STATED PROBLEM - Reproduce every one of the items below word for word, leaving the pictures out of your answer.

* start DATA SECTION *

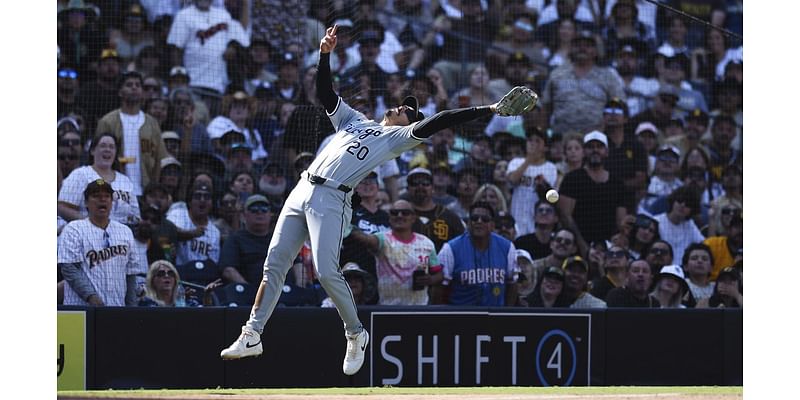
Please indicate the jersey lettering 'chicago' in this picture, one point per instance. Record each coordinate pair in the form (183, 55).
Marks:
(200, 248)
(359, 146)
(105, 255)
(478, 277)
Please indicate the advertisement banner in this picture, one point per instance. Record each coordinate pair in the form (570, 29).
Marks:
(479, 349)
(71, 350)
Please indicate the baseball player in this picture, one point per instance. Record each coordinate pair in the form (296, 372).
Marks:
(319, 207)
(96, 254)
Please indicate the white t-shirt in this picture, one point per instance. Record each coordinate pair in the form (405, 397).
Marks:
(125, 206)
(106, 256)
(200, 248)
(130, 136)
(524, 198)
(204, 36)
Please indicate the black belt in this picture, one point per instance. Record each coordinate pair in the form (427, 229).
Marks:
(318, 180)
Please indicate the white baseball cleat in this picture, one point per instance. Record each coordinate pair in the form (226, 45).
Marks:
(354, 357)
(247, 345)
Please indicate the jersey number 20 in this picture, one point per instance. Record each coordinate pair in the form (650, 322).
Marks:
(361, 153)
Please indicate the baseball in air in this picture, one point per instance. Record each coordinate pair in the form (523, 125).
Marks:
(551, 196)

* end DATA SECTION *

EXERCISE SOLUTION -
Please indicate the jersey lettering 'chicago' in this picture, one point per instance. Record each coordinate pair in the form (183, 55).
Marks:
(200, 248)
(359, 146)
(105, 255)
(478, 277)
Please indicate the advertisement banner in this picture, one point per instance. Record each coordinate pair in the form (570, 29).
Marks:
(479, 349)
(71, 350)
Please indicate the baseball player in this picture, one point per instance. Record each coordinate pair in the form (296, 372).
Marks:
(319, 207)
(96, 254)
Please indicate the white t-shirt in this picture, one point per instance. Record each coordinate pair in the form (405, 397).
Marks:
(125, 206)
(106, 256)
(200, 248)
(130, 136)
(524, 198)
(204, 36)
Please indicate the black belt in this picture, one point per instance. Record each coordinate pair in the form (427, 229).
Marks:
(318, 180)
Please indicate the white baseball cleat in this picture, one point per instance. Record each coordinate pair in the form (226, 45).
Marks:
(354, 357)
(247, 345)
Please indicate the jersey number 20 in this picture, one point per instance. Record each coordinate pair in the form (650, 322).
Marks:
(361, 153)
Please indicate the baseball in air in this picture, one point per instance. Record each coordinate pair in the form (523, 125).
Marks:
(551, 196)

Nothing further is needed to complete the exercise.